═══ Supplied information

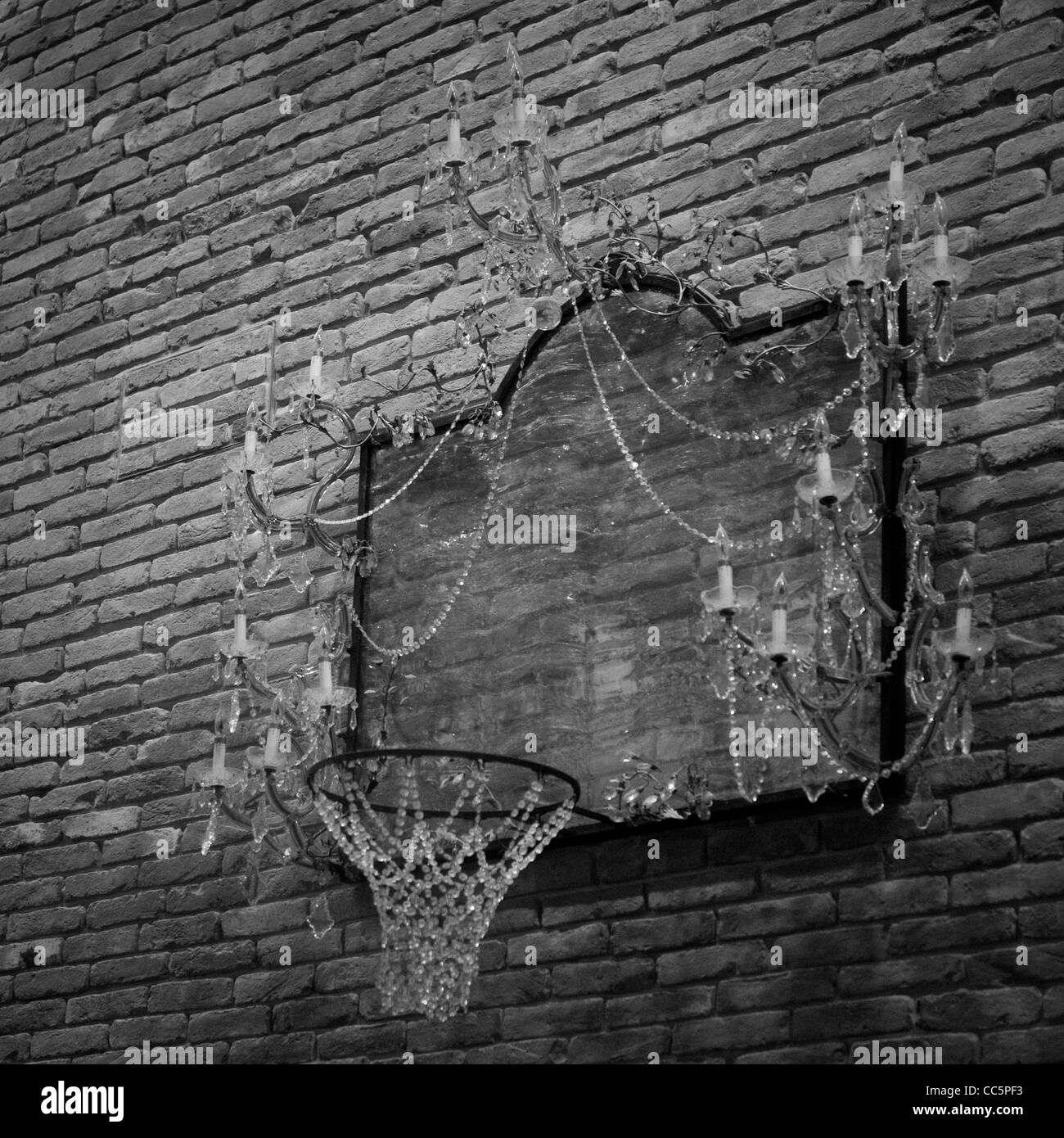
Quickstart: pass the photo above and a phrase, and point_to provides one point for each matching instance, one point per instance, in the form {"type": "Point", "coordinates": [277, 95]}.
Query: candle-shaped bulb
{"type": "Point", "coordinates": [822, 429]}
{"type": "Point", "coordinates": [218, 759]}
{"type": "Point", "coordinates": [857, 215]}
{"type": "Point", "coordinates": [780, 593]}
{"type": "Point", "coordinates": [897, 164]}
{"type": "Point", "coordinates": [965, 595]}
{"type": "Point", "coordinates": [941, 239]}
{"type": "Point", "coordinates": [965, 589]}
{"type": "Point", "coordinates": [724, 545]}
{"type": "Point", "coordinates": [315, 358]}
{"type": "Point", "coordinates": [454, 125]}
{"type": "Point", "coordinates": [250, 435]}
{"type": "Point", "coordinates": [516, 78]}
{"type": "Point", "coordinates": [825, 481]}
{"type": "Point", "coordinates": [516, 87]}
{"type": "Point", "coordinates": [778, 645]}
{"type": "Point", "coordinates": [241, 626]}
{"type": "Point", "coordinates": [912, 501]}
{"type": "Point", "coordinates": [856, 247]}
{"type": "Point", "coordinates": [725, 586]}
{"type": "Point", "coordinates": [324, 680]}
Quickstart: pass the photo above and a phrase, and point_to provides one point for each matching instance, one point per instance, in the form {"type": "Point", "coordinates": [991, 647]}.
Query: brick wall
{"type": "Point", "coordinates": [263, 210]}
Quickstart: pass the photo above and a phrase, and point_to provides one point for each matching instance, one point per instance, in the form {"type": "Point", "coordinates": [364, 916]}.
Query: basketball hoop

══════

§ **Action item**: Show the lines of the listing above with "provides".

§ **Result below**:
Quickstart: pass the photo above and a phrase, and point_to provides one point for each matching instance, one point per instance, in the form {"type": "Point", "coordinates": [277, 95]}.
Quickstart: pass the photo above and a phrase, and point_to provides one point for each matching instance, one point per instance, in the form {"type": "Point", "coordinates": [991, 647]}.
Quickstart: pass the photo above and a phrase, and point_to provides one point for each matching instance, one point per instance, in the form {"type": "Point", "coordinates": [364, 916]}.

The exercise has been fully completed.